━━ DATASET CONTENT ━━

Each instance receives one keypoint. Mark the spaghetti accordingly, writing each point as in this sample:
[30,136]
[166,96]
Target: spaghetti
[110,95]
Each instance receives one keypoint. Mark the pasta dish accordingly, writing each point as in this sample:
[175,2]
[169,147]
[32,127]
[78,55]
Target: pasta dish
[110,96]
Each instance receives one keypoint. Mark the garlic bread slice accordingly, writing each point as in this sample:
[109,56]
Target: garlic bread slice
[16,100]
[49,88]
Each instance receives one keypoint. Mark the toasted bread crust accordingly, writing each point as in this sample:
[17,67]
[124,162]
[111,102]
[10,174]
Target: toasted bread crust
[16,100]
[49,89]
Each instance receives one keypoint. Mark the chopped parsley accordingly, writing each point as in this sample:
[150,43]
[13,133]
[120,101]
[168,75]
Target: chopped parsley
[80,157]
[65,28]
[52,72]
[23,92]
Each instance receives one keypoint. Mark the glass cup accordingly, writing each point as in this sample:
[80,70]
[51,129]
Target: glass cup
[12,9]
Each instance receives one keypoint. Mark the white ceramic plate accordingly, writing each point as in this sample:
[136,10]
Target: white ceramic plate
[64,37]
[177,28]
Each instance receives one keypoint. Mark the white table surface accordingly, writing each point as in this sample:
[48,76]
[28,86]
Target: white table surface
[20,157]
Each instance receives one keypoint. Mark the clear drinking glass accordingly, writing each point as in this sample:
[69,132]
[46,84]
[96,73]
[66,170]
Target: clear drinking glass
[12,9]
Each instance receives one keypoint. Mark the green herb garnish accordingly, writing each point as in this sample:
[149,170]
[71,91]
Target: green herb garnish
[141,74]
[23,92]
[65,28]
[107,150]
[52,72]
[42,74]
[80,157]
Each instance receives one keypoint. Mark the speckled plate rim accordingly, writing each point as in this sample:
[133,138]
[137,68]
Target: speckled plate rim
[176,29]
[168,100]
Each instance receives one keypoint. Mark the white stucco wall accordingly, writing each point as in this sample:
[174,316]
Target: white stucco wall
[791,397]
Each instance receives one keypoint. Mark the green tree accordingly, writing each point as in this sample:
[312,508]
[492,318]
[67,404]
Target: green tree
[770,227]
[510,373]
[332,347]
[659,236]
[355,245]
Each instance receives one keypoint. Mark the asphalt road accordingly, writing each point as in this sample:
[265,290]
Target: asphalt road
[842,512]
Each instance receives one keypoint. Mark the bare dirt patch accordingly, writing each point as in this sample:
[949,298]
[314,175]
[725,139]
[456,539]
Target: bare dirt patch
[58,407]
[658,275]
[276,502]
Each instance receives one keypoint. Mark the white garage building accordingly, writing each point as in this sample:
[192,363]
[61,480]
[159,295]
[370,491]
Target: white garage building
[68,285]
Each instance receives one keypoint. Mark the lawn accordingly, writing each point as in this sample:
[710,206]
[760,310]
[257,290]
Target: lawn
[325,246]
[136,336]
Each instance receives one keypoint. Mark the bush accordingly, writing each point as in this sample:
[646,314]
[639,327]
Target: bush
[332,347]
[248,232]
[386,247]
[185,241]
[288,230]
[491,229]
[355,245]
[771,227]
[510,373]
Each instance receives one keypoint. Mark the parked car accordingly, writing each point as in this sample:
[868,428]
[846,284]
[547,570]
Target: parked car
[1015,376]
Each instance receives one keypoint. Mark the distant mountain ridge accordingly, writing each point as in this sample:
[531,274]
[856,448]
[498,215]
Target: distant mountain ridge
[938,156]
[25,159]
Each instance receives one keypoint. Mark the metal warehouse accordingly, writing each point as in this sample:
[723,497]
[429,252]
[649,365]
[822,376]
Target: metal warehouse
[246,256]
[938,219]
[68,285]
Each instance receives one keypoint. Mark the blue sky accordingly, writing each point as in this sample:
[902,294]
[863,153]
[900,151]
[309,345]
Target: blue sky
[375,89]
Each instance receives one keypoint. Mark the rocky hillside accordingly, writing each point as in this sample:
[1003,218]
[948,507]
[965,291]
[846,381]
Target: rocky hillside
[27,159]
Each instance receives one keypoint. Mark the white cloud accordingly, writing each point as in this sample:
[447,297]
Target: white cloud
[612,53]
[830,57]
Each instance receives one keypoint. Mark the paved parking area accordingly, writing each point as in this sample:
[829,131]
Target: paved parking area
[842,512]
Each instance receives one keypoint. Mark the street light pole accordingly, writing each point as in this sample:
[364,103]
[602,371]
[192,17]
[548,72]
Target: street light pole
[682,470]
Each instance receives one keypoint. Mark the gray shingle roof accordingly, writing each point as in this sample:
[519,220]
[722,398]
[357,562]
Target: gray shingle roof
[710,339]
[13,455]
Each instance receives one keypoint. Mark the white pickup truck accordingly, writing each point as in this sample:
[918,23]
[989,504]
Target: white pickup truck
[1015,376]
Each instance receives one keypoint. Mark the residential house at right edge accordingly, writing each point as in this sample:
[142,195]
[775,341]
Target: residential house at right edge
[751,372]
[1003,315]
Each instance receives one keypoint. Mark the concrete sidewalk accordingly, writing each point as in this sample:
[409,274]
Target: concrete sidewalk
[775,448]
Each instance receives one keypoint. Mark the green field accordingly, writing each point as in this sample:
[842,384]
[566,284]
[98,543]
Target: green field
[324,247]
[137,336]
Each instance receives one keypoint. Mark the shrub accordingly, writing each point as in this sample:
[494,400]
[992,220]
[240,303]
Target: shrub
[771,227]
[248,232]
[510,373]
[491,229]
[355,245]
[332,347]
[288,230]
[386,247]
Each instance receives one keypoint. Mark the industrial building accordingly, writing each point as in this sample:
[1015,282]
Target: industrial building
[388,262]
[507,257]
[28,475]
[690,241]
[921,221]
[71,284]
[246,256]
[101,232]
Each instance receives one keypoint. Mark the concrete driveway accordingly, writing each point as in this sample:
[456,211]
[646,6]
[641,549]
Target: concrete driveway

━━━

▶ **GOAL OF THE EXERCISE**:
What lines above hold the word "driveway"? List them all.

▶ **OUTPUT FOR THIS EXERCISE**:
Each instance receives one keypoint. Mark the concrete driveway accordingly, writing each point as in this sample:
Target: concrete driveway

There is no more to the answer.